§ **Short task**
Give a verbatim repeat of the lines that run from the line containing "Thank you for the photo. Could you please annotate the evergreen" to the end of the data below.

§ **Material to process**
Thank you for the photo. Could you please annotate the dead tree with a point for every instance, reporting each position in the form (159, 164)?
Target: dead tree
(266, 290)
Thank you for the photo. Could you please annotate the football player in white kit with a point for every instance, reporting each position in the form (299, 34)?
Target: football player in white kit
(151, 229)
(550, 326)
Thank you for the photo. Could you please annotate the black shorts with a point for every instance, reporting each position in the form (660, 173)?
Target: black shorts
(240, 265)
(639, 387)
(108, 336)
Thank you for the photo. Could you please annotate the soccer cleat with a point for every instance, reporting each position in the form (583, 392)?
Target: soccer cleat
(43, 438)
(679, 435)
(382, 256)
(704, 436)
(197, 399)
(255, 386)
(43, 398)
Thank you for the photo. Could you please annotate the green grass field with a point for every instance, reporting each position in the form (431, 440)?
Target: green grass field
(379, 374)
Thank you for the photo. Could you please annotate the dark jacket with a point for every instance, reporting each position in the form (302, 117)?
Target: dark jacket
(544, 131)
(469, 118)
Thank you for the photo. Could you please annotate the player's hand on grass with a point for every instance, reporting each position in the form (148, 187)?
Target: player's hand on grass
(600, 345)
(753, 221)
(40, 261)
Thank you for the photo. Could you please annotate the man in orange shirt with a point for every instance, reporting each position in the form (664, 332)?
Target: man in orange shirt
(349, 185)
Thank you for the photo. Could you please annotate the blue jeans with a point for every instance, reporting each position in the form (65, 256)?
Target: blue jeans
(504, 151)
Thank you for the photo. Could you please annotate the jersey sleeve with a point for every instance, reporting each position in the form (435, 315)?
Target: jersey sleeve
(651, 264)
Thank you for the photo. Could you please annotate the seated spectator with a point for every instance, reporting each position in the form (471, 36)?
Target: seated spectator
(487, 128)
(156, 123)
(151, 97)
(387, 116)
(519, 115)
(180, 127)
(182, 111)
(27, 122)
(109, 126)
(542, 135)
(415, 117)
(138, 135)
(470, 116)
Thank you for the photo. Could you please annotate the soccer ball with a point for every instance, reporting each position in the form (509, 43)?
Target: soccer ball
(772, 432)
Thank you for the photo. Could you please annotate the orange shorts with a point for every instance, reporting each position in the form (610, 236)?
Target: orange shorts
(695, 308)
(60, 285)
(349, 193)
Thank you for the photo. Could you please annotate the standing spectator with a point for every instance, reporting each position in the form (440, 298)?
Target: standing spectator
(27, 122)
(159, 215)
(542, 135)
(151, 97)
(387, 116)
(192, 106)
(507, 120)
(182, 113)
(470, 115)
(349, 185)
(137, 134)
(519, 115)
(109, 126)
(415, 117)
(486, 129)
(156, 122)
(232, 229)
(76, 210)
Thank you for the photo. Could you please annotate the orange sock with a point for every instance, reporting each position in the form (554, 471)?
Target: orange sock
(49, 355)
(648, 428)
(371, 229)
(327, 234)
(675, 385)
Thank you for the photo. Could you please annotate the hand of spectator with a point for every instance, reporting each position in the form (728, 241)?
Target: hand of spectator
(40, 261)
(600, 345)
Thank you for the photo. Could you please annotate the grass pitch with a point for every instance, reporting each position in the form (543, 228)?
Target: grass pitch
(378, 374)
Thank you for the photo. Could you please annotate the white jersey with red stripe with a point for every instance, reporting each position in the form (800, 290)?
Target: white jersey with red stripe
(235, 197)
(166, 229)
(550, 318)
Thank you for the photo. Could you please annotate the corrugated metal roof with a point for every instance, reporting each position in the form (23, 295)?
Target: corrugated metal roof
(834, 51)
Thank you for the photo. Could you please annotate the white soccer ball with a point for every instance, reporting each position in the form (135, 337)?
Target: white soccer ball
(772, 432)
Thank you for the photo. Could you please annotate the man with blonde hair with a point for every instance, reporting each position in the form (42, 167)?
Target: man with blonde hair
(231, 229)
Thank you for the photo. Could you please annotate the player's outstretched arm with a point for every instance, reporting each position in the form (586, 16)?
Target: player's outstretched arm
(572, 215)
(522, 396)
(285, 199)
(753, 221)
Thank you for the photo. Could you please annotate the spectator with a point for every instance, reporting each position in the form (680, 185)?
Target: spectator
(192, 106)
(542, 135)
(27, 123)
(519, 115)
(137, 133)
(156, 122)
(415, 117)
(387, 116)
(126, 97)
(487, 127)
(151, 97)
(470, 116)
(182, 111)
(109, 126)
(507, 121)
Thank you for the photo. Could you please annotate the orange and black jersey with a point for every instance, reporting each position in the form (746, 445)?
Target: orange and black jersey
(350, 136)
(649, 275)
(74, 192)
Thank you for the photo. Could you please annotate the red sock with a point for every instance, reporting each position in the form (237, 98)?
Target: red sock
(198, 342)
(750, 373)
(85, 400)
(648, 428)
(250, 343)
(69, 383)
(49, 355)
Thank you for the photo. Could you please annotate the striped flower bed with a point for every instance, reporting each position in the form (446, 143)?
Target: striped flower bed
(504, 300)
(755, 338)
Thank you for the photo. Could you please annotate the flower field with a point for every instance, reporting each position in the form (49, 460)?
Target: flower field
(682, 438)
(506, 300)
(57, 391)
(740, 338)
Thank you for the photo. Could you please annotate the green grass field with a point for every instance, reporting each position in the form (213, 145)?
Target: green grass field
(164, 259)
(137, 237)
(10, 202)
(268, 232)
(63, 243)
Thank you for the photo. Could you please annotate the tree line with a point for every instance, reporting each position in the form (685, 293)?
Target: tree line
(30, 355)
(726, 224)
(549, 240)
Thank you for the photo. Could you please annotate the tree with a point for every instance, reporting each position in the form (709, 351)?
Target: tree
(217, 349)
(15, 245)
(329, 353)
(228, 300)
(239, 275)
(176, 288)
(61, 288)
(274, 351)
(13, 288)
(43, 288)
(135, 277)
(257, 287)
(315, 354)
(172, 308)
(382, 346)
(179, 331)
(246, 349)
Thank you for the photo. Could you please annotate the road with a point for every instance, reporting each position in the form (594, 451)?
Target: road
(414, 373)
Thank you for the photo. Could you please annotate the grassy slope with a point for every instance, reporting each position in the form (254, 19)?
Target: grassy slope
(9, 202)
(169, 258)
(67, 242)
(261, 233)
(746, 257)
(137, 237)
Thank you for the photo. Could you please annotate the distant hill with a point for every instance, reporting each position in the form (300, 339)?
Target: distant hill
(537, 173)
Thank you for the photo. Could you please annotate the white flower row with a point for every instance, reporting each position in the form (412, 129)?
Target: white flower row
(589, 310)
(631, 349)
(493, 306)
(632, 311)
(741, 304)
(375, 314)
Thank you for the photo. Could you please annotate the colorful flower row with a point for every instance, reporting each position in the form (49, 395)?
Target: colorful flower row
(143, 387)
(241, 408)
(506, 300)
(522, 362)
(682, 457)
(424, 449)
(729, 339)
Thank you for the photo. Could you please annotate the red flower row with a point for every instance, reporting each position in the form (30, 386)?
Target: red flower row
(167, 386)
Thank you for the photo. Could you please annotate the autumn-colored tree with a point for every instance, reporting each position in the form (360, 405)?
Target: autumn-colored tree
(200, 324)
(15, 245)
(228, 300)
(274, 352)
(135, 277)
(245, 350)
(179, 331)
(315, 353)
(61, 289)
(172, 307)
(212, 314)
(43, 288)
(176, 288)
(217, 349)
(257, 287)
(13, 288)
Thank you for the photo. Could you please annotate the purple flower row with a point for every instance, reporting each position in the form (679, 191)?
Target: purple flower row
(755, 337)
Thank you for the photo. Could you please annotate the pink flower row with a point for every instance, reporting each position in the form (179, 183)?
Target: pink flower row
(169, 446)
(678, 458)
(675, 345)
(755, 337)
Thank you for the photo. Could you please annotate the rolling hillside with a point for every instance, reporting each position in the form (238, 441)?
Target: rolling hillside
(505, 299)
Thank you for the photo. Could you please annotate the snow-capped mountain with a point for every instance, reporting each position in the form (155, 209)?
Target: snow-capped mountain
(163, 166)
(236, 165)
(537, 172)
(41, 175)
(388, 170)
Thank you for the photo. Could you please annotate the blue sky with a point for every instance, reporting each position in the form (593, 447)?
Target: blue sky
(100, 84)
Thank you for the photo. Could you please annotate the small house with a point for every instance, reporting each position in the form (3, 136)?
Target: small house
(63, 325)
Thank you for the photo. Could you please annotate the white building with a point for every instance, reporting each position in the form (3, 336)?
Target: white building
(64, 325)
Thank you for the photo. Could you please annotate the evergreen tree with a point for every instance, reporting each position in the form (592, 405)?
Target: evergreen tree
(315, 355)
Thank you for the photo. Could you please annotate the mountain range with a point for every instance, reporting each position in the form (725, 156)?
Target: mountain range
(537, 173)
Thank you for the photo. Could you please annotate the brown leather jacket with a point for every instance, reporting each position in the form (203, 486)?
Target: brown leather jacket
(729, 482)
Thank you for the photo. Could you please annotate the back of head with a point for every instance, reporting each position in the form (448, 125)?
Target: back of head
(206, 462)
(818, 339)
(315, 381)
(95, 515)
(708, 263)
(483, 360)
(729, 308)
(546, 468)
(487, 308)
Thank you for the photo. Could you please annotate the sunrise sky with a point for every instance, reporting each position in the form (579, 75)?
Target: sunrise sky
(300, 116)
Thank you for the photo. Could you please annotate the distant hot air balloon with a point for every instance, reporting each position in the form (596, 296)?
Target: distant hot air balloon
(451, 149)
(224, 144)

§ **Task answer**
Thank you for the photo. Could you please annotate the evergreen tree with a point for every instance, reporting each position in the form (592, 405)?
Target: evergreen tree
(315, 355)
Thank you for the photo. Could you please annotate the mountain range with a point for every instance, reporting each position in the form (725, 156)?
Target: mountain range
(537, 173)
Thank you for the photo. Could you please annotate the brown leather jacket with a point for every instance, reporting each position in the form (203, 486)?
Target: brown leather jacket
(729, 482)
Thank you for the photo. Could you please annotate the back of head with a point for every instance, reporting each position in the form (448, 125)?
Target: back of head
(206, 462)
(818, 339)
(315, 381)
(95, 515)
(708, 263)
(483, 360)
(729, 308)
(546, 468)
(487, 308)
Thank you for the photo. Could you please annotate the sunrise sky with a point for every instance, reporting each position in the form (579, 75)?
Target: sunrise sky
(300, 116)
Thank you for the photo. Could you please annotate the distant hot air balloon with a point for every instance, reporting each position in the form (596, 296)?
Target: distant hot air balloon
(451, 149)
(224, 144)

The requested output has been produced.